Finally, with help from the sample size, n, we can compute the sample covariance and (Pearson) correlation estimates:

# Sample size
n <- nrow(tempice) 
n
[1] 12
# Covariance and correlation
covariance <- sumCP/(n - 1)
covariance
[1] 871.3677
correlation <- covariance/(sx1 * sx2)

# Are ice cream sales and temperature correlated?
correlation
[1] 0.9575066

2.6 Using a function to calculate Pearson’s r

Luckily, R has some built-in functions that we can use to compute Pearson’s r:

cov(tempice$x1, tempice$x2)
[1] 871.3677
cor(tempice$x1, tempice$x2)
[1] 0.9575066

An even nicer option is to use a function that is part of the built-in stats package (this means you don’t have to install or load it yourself), which provides a confidence interval around the estimate:

cor.test(tempice$x1, tempice$x2)

    Pearson's product-moment correlation

data:  tempice$x1 and tempice$x2
t = 10.499, df = 10, p-value = 1.016e-06
alternative hypothesis: true correlation is not equal to 0
95 percent confidence interval:
 0.8515370 0.9883148
sample estimates:
      cor 
0.9575066 

2.7 Issues with Pearson’s r

To see how misleading Pearson’s r can be when data do not meet its assumptions, we’ll look at a second data file.

You can download this data by right-clicking this link and selecting “Save Link As…” in the drop-down menu: data/tempicecurve.csv. Again: Make sure to save it in the folder you are using for this class.

You can import the data using a version of the code below, or using the point-and-click method described above.

tempicecurve <- import(file = "data/tempicecurve.csv")

Dataset:

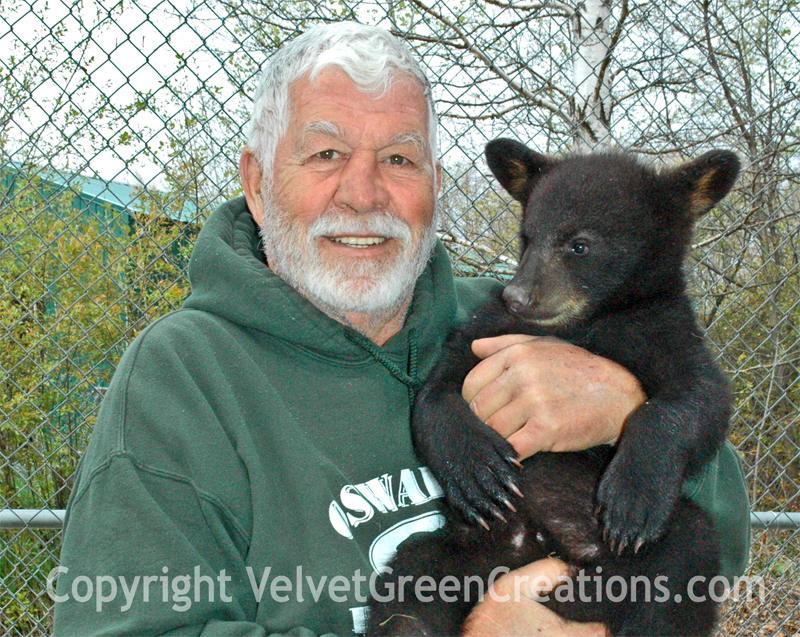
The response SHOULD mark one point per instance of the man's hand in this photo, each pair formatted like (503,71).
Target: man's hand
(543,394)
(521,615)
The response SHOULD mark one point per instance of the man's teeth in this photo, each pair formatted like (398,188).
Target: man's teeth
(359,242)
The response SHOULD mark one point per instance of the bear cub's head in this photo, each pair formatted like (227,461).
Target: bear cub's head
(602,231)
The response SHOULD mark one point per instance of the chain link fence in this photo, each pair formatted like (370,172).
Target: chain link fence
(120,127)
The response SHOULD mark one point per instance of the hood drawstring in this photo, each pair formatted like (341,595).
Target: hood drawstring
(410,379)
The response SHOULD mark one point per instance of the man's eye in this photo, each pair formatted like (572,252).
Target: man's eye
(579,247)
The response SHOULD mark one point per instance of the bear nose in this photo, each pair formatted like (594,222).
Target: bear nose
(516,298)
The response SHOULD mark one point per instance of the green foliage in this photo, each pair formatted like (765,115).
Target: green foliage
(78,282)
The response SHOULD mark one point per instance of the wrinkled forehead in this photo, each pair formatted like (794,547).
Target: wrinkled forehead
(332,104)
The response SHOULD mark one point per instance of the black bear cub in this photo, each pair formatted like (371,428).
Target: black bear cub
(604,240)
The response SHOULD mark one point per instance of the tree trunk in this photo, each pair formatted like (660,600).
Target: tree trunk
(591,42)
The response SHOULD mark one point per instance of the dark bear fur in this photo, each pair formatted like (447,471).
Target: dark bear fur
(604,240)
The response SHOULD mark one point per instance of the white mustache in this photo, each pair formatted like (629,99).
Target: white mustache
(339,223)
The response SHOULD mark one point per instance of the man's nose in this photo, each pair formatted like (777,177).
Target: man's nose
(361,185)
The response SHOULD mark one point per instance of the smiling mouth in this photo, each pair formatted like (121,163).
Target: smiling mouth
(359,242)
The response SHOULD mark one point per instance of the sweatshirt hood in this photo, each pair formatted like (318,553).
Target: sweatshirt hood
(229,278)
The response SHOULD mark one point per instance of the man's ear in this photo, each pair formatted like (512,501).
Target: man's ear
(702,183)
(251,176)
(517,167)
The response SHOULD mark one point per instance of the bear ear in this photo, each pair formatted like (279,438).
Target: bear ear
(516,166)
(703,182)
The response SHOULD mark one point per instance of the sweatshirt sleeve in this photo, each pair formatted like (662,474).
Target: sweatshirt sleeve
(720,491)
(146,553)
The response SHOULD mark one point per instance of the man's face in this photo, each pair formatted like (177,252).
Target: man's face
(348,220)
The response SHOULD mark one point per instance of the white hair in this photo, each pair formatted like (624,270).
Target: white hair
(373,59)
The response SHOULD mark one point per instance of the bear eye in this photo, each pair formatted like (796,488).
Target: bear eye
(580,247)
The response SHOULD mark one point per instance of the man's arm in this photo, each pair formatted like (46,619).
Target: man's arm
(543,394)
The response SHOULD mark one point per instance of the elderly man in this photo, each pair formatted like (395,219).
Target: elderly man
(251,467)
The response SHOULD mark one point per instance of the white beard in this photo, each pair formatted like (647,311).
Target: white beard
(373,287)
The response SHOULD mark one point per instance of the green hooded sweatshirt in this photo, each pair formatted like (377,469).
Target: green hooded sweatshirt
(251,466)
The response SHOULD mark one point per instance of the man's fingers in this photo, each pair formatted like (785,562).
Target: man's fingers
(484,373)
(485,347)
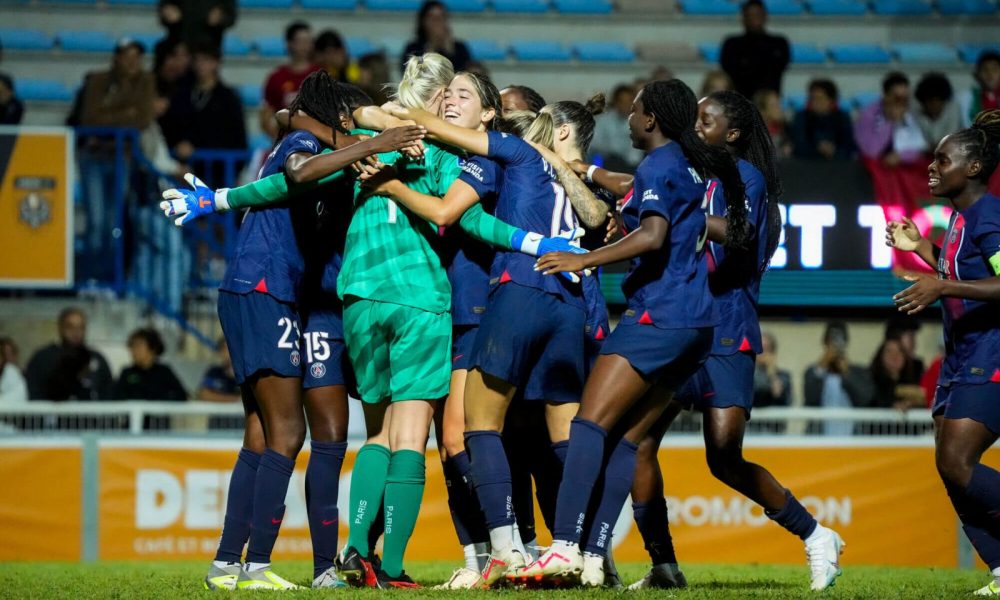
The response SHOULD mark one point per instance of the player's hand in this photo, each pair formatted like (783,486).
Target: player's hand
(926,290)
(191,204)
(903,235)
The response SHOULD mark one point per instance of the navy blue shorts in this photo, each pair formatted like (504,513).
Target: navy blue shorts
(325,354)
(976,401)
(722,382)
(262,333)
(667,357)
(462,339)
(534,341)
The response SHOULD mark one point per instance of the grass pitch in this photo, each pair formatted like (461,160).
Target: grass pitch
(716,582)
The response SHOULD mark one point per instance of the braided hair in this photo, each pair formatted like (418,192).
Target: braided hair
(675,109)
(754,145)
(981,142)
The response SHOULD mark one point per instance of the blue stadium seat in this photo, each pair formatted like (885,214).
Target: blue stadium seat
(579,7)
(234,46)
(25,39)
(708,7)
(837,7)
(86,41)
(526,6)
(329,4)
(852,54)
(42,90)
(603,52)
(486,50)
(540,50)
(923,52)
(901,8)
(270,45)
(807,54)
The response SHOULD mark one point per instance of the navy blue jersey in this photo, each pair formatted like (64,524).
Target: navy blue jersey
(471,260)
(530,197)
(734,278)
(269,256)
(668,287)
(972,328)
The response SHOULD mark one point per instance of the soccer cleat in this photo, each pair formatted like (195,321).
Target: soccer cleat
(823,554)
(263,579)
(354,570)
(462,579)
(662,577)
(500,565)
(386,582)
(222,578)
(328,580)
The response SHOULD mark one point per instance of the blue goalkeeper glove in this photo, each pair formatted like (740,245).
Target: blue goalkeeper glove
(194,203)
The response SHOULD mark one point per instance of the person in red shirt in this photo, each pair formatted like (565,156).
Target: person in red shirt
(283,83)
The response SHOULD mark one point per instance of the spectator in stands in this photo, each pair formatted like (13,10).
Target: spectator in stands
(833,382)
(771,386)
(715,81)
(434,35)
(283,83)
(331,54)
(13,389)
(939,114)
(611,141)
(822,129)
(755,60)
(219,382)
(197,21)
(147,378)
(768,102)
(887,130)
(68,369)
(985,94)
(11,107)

--

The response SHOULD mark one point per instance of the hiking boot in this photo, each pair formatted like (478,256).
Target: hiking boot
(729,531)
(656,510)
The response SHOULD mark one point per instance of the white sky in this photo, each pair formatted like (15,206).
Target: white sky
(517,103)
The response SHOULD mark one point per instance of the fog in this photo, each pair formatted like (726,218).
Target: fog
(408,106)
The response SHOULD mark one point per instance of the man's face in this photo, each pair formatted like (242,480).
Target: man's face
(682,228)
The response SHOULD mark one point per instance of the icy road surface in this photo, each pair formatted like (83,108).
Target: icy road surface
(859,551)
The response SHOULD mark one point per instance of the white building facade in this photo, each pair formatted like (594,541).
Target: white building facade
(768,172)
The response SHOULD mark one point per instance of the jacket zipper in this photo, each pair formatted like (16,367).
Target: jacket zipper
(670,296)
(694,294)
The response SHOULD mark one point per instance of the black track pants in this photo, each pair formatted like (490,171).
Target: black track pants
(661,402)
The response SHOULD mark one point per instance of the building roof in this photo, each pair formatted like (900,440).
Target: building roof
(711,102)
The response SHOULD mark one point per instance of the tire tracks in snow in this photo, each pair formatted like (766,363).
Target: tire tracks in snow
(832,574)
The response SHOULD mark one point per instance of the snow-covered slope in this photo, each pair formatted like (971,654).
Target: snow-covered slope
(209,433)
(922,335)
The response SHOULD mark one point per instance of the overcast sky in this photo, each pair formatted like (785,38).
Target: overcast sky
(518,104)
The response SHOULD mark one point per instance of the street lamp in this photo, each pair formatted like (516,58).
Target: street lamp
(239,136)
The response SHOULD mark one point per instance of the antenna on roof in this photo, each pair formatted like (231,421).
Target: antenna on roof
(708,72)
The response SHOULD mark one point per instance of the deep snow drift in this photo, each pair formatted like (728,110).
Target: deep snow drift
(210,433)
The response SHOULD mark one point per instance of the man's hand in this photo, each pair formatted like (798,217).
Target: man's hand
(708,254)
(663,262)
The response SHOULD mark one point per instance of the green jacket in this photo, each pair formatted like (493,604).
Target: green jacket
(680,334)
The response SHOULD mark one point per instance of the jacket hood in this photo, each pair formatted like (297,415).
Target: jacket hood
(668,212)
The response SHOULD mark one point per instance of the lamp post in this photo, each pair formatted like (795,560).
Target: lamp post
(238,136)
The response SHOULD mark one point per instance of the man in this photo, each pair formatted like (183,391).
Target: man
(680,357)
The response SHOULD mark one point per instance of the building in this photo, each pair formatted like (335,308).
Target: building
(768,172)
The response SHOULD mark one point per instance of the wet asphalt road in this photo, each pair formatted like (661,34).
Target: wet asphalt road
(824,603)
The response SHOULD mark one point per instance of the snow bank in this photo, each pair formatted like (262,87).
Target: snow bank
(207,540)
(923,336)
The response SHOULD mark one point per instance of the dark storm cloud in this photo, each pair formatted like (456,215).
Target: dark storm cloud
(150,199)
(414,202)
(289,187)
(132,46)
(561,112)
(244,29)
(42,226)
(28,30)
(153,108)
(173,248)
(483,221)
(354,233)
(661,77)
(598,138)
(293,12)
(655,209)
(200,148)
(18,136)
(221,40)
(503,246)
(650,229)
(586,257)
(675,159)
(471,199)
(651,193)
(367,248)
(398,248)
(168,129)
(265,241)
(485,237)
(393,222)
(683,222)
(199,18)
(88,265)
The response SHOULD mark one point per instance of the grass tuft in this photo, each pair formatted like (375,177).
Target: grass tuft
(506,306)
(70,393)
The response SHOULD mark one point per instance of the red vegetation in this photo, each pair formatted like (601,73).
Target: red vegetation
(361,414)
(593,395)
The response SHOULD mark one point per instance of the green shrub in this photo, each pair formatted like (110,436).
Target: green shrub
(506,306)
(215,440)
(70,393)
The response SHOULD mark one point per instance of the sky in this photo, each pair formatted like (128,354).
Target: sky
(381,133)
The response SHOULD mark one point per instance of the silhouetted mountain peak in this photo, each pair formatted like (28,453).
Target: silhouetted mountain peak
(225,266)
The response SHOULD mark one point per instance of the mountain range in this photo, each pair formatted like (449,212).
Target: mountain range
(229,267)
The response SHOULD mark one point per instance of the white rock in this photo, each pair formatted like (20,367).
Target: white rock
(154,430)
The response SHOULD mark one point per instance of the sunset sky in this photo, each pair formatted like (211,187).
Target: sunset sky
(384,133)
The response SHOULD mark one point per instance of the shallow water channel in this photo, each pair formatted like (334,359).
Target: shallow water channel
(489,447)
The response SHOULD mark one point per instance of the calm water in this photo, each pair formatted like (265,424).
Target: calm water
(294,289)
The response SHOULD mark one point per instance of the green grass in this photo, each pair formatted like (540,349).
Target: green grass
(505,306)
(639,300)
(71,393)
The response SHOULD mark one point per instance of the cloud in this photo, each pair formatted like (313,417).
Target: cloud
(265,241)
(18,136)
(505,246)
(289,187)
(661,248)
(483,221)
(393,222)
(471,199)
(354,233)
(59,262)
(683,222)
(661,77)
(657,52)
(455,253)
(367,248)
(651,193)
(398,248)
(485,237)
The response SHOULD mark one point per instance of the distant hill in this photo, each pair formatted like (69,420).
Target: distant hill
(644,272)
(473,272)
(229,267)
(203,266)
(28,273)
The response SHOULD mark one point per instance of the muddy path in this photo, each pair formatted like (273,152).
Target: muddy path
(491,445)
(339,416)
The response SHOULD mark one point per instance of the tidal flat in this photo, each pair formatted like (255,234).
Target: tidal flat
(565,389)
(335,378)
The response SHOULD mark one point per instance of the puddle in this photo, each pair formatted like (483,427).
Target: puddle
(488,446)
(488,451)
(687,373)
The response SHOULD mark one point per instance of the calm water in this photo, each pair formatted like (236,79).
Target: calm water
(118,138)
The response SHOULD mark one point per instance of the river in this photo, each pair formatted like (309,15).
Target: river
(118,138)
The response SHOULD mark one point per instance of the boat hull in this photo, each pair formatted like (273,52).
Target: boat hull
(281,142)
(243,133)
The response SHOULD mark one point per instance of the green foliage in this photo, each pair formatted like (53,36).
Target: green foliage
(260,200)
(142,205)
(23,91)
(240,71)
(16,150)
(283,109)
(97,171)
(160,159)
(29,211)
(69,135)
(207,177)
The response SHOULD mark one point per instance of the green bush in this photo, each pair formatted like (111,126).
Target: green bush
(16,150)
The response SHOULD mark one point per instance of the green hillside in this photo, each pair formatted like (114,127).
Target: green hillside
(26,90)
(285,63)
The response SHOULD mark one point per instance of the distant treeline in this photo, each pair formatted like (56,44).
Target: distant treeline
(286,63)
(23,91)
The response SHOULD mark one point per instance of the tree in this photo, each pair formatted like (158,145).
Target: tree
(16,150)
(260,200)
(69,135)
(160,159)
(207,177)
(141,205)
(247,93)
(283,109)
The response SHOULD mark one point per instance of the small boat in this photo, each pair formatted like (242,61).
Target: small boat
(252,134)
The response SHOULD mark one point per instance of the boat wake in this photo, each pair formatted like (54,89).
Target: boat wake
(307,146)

Set of tasks:
[1] In the correlation tutorial, reproduce the part that opens with the words "# Sample size" and closes with "covariance/(sx1 * sx2)".
[2] According to the correlation tutorial, what 95 percent confidence interval does cor.test report for the correlation between tempice$x1 and tempice$x2?

Worked solutions:
[1]
# Sample size
n <- nrow(tempice) 
n
[1] 12
# Covariance and correlation
covariance <- sumCP/(n - 1)
covariance
[1] 871.3677
correlation <- covariance/(sx1 * sx2)

[2] 0.8515370 to 0.9883148